Work instructions =>
Reproduce exactly the line that includes "lawn and give integer pixel coordinates." and all lines after it, ending with the last line of the data.

Point localization data:

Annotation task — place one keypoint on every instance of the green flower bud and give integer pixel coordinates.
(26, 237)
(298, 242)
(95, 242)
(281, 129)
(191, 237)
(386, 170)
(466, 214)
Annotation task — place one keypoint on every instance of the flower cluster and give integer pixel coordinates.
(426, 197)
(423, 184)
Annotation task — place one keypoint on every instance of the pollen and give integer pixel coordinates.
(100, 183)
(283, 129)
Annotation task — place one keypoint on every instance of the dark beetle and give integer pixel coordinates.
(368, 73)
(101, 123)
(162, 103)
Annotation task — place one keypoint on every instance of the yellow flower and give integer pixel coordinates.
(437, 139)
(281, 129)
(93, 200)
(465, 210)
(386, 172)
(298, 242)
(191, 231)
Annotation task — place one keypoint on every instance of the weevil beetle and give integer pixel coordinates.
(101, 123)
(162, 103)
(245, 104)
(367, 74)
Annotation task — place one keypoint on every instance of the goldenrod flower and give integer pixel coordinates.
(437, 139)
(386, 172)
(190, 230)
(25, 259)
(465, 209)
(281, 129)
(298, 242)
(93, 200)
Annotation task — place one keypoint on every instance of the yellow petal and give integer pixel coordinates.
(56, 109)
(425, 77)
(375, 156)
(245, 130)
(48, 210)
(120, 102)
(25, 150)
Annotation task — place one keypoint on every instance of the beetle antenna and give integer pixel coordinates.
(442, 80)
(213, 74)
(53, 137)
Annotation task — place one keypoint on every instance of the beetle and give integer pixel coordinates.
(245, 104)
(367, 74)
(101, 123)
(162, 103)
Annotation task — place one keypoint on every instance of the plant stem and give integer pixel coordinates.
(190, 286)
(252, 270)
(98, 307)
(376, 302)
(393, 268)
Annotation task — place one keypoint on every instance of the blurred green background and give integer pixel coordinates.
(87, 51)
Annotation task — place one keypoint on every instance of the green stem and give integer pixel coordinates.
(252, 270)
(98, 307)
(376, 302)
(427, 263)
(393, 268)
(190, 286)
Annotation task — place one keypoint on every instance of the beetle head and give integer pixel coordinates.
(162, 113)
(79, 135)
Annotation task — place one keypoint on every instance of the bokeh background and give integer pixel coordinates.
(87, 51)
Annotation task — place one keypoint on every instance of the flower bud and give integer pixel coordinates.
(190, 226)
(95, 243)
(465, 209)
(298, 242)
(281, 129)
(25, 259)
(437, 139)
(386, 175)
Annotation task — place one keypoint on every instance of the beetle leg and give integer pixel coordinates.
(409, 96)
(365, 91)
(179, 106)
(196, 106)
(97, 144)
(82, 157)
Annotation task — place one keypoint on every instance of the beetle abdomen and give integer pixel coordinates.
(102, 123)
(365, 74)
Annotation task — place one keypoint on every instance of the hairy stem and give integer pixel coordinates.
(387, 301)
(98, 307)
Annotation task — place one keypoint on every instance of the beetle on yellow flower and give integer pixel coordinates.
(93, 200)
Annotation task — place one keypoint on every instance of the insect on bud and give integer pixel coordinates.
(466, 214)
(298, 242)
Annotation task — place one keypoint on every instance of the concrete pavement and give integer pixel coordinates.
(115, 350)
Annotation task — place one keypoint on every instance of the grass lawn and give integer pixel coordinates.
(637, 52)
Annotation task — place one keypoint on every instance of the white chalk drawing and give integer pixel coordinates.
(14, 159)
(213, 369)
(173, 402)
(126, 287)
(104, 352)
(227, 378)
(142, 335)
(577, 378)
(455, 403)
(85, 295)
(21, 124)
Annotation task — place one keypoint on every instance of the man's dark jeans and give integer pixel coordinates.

Exercise output =>
Annotation task — place one keypoint on every instance of the grass lawn and give integer pixel coordinates.
(637, 52)
Annotation task — place one keypoint on every instance of the white chalk drawing and give integer pixel coordinates.
(14, 159)
(213, 369)
(173, 402)
(126, 287)
(104, 352)
(227, 378)
(142, 335)
(577, 378)
(455, 403)
(85, 295)
(21, 124)
Annotation task — place one keypoint on every instance of the man's dark jeans and give integer pixel coordinates.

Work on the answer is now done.